Continue the passage on using heavy isotopes in mass spectrometry, starting right after its last sentence.

======== Quoted text ========

The most traditional use of isotopes is in internal standards. Since the mass spectrometer measures mass, it can be used as a simple mass-selective detector. It is hard to surpass the sensitivity of a simple single quadrupole mass spectrometer in single ion monitoring mode (SIM), where instead of scanning all masses, the instrument is set to measure continuously a handful of target masses. A compound identical to the analyte of interest, but labelled with heavy isotopes, can be detected in SIM independently of the native analyte, but will have identical chemical properties, with the same efficiencies of extraction and ionization. It is the perfect internal standard. I will not discuss this here as internal standards will be familiar to readers from most LC backgrounds, and are covered in any good textbook.

======== Data provided ========

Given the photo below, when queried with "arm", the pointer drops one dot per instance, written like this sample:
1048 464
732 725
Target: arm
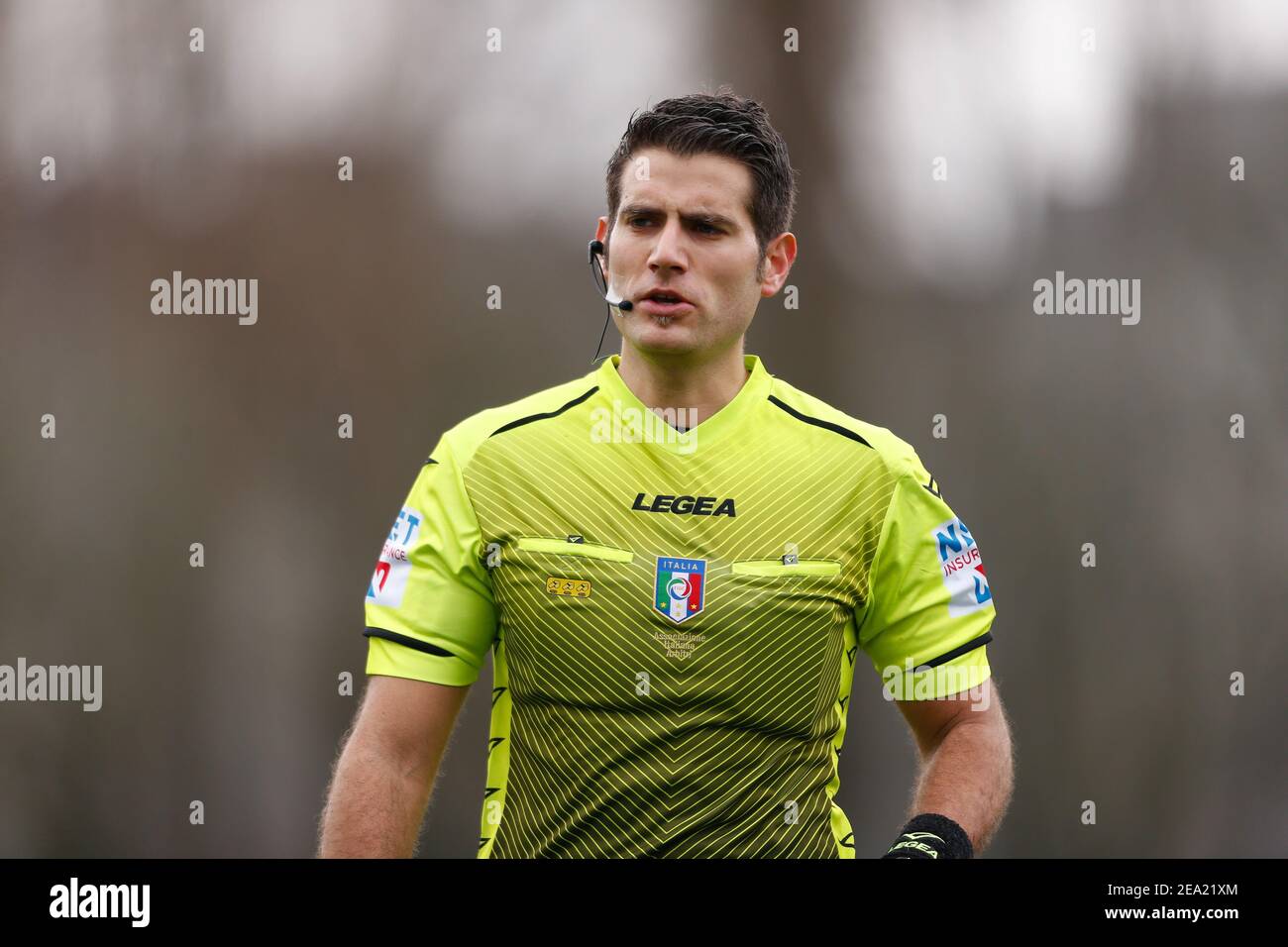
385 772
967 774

========
======== Data provided ========

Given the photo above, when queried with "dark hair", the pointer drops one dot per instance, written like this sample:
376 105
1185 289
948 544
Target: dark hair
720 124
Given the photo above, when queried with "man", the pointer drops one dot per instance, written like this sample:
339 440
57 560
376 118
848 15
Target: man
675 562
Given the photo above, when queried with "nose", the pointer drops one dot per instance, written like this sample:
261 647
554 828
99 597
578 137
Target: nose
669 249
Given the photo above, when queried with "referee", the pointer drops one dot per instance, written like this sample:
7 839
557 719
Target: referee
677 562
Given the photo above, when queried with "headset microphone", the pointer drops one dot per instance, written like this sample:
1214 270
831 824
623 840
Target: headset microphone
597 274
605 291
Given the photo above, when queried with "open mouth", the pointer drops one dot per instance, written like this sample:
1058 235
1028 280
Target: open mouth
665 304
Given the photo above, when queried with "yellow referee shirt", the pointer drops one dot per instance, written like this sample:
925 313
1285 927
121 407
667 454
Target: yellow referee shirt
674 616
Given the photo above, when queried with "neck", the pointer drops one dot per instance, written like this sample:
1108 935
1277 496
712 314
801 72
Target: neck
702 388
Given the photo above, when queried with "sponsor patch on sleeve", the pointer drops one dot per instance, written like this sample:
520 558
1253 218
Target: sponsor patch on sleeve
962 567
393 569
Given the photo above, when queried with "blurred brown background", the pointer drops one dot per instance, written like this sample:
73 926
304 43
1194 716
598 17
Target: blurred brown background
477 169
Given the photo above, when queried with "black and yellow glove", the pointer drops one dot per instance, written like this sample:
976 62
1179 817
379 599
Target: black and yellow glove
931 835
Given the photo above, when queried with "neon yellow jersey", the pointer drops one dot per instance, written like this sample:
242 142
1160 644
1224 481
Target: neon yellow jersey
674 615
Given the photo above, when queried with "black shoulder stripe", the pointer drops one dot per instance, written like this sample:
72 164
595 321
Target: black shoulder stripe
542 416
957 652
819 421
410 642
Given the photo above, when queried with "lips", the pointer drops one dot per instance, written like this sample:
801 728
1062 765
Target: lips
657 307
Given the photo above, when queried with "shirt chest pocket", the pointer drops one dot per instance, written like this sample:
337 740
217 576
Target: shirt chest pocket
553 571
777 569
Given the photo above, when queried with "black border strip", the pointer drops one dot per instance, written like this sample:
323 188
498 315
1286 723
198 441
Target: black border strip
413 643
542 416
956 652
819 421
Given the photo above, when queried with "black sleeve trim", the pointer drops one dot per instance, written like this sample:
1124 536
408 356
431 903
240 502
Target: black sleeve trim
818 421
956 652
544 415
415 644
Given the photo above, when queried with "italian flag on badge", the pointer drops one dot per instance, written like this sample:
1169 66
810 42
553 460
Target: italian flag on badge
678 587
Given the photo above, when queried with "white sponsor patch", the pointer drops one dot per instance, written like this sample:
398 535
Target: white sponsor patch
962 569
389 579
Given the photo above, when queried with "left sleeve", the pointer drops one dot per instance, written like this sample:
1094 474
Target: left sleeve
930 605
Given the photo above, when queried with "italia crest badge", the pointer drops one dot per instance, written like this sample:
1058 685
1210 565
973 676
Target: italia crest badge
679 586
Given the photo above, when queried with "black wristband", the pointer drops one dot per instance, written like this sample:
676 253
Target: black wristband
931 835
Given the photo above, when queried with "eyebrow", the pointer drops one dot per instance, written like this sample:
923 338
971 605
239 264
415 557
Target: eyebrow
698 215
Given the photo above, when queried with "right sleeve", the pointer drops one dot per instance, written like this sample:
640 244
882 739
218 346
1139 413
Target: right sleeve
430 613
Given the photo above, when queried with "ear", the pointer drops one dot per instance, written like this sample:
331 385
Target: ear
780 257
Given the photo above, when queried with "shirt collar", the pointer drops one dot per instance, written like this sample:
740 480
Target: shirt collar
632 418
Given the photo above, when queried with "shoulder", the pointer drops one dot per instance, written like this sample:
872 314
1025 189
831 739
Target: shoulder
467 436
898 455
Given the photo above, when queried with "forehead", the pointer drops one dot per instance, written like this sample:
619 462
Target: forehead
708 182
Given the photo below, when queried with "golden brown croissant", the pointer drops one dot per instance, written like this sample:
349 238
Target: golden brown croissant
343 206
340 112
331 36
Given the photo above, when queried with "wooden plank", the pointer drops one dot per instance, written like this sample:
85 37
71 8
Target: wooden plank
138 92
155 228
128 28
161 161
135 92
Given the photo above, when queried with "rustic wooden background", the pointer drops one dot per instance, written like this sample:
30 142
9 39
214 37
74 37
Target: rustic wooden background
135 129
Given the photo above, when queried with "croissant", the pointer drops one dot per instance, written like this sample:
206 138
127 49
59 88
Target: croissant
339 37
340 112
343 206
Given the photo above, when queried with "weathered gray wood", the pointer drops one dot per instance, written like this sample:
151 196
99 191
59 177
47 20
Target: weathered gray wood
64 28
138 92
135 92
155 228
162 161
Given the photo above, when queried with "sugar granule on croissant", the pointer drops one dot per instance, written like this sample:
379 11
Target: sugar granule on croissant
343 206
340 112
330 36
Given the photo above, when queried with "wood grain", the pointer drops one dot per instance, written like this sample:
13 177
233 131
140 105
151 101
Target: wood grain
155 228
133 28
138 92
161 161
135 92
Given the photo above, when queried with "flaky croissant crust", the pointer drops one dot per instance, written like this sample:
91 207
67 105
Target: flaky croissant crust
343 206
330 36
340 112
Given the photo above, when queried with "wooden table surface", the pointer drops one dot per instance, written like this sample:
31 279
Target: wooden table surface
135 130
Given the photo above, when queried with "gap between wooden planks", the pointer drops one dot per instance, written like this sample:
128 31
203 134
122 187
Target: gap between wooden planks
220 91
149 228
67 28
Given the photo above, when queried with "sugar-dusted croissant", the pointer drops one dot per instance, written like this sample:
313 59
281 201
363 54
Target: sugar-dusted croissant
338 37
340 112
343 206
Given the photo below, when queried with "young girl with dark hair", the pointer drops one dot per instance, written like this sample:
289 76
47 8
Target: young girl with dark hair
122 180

========

▶ **Reply**:
Measuring Charge State

This is another well-documented, classic use for isotope peaks, but worthy of a closer look, especially in ion traps. Almost all analytes will contain carbon, and carbon has a convenient +1 isotope (i.e., a heavy isotope weighing 1 Da more than the main peak). Therefore, almost all analytes will have isotope peaks spaced regularly at intervals of 1 Da (according to whether 1, 2, 3 etc. of the carbons are 13C). But mass spectrometers measure mass per charge (m/z), so if the charge state (z) is two, the isotope peaks will occur at intervals of +½, +2/2, +3/2 etc., intervals of 1/2. If the ion had a charge of 3, the peaks would appear at intervals of 1/3. The spacing of the isotope peaks is, therefore, used to measure the charge state of the ion, and the charge state is then used to find the actual mass of the ion. For example, an analyte that appears at m/z = 400 amu with a charge state (z) of 2 has a mass (m) of 400 × 2, or 800 Da.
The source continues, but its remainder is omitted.